»»

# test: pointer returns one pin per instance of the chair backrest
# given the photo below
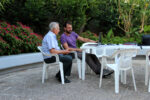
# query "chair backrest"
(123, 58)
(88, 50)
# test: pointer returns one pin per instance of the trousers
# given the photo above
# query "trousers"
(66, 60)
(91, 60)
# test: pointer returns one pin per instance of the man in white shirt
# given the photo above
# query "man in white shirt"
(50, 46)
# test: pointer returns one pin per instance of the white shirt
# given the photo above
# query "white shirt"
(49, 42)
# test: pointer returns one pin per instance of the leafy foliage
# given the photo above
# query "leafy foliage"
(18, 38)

««
»»

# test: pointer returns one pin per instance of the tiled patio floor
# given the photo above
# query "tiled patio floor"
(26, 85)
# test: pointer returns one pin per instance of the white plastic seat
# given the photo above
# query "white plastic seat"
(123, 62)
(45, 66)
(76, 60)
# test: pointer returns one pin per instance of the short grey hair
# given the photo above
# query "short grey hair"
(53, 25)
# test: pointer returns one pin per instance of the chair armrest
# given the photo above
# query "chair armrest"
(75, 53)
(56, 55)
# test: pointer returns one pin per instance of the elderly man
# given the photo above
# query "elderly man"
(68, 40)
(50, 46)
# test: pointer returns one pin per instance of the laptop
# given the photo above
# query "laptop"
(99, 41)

««
»»

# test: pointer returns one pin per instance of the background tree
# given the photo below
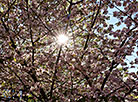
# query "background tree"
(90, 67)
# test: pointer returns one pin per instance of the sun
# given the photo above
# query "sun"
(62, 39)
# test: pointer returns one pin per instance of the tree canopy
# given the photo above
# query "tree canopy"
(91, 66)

««

[Written problem] List every line of the data above that contains the string "plastic".

[Answer to this exercise]
# test: pointer returns one pin per instance of the white plastic seat
# query "white plastic seat"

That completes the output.